*Prompt*:
The expected output is every line below, reproduced exactly.

*Referring expression data*:
--------------------------------
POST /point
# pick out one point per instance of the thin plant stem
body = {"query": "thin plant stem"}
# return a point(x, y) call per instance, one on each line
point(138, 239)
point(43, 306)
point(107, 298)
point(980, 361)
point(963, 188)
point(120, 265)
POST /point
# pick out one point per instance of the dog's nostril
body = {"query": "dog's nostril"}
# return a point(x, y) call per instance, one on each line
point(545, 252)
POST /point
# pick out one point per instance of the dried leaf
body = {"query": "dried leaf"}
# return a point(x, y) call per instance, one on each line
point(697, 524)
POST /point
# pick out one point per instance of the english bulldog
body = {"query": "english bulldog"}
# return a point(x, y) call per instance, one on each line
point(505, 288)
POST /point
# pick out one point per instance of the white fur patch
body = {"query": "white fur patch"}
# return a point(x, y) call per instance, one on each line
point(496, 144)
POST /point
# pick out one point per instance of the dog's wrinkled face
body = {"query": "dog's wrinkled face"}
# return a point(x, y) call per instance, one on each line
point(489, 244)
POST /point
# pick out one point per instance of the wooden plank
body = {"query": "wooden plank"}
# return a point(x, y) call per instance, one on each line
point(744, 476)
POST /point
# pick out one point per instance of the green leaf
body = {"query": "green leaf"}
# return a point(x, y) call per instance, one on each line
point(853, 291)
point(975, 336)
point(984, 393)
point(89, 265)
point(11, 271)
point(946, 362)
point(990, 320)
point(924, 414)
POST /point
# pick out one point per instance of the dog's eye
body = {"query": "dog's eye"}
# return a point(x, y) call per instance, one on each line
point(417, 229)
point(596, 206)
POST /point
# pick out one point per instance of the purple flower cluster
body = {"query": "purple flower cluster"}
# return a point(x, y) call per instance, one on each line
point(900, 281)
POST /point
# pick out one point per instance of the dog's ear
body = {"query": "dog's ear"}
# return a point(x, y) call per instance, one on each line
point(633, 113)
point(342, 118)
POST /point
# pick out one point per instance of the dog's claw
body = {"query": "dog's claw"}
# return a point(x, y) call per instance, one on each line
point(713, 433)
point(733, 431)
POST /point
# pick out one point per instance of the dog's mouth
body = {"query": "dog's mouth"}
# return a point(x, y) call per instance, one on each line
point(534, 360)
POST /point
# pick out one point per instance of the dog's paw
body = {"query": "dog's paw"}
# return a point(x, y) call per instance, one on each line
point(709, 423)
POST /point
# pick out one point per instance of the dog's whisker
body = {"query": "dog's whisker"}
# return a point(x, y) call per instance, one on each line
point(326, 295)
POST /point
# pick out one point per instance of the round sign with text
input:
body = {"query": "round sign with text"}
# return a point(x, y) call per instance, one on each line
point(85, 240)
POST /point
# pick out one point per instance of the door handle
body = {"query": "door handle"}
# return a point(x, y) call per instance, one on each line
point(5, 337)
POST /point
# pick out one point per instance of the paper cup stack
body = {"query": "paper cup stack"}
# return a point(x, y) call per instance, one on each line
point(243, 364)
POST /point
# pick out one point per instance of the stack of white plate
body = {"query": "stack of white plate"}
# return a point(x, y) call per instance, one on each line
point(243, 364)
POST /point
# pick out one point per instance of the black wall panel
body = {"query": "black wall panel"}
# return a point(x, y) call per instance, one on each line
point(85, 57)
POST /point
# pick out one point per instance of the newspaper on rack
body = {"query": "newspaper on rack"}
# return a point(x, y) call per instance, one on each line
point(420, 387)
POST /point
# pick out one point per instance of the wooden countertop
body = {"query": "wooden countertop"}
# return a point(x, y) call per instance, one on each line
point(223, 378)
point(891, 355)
--------------------------------
*Written response*:
POST /point
# pick out one point per instance of the thin plant stem
body = {"query": "thin plant stem"}
# return a point(x, y) call per instance, one on each line
point(138, 239)
point(43, 306)
point(107, 298)
point(980, 361)
point(963, 188)
point(120, 265)
POST /point
# pick out one point per instance of the dog's nostril
body = {"query": "dog's nostril"}
# return a point(x, y) call per instance, one on each line
point(545, 252)
POST /point
# pick out one point per instance of the dried leaf
body = {"query": "dried leaf"}
# return a point(x, y) call per instance, one on each line
point(697, 524)
POST /point
# pick out one point per instance of the english bulldog
body = {"query": "english bulldog"}
# return a point(x, y) call per instance, one on each line
point(505, 288)
POST /point
# pick out one point per instance of the white fur patch
body = {"query": "white fur patch"}
# return a point(x, y) call per instance, one on each line
point(496, 144)
POST /point
# pick out one point per instance of the dog's wrinkled face
body = {"query": "dog's wrinkled face"}
# return a point(x, y) call per instance, one on each line
point(489, 244)
POST /point
# pick out one point per instance of the wooden plank
body = {"query": "wooden plank"}
# return a point(x, y) call per instance, one on each line
point(744, 476)
POST /point
# pick out one point per instance of the green leaf
body = {"query": "green leaf"}
# return a point(x, y) call per instance, one on each line
point(853, 291)
point(975, 336)
point(984, 393)
point(89, 265)
point(11, 271)
point(946, 362)
point(990, 320)
point(924, 414)
POST /point
# pick out one point per instance of the dog's eye
body = {"query": "dog's eye"}
# return a point(x, y) call per instance, one on each line
point(417, 229)
point(596, 206)
POST /point
# pick out one point per instance of the purple flower cluster
body = {"query": "purple flower cluster"}
# return a point(x, y) call per instance, one on each line
point(900, 281)
POST /point
# pick out one point per instance of the dog's ear
body = {"query": "dog's ear"}
# return a point(x, y) call per instance, one on each line
point(633, 113)
point(342, 118)
POST /point
# pick out one point per instance of the dog's claw
body = {"query": "dog's claw"}
# return a point(x, y) call per instance, one on each line
point(713, 433)
point(733, 431)
POST /point
# pick out one point per instance of the dog's mouth
body = {"query": "dog's mouth"}
# return a point(x, y) call per instance, one on each line
point(534, 360)
POST /point
# pick out one point per instance of the dog's paw
body = {"query": "dog's paw"}
# return a point(x, y) call per instance, one on each line
point(709, 423)
POST /point
# pick out one point per instance of the dog's whisker
body = {"query": "dog's whisker"}
# return a point(x, y) call per instance, one on each line
point(326, 295)
POST /point
# pick out one point per instance of the round sign with text
input:
body = {"query": "round sign with text"}
# return a point(x, y) call per instance, one on each line
point(85, 240)
POST /point
# pick out one point per instance of the door handle
body = {"query": "door handle"}
# return a point(x, y) call per instance, one on each line
point(5, 337)
POST /point
# pick out one point per instance of the paper cup stack
body = {"query": "paper cup stack"}
# return a point(x, y) call per instance, one on each line
point(243, 364)
POST /point
# pick out one point per instance of the stack of white plate
body = {"query": "stack of white plate"}
# return a point(x, y) call per instance, one on each line
point(243, 364)
POST /point
# pick out one point per instance of the black wall panel
body = {"query": "black wall panel"}
# return a point(x, y) call per instance, one on each line
point(85, 57)
POST /point
# pick out one point per instance of the newspaper on rack
body = {"query": "newspaper on rack"}
# return a point(x, y) call per instance, one on each line
point(420, 387)
POST /point
# pick out one point per instance of the wooden countertop
body = {"query": "wooden countertop"}
# return a point(x, y) call per instance, one on each line
point(223, 378)
point(891, 355)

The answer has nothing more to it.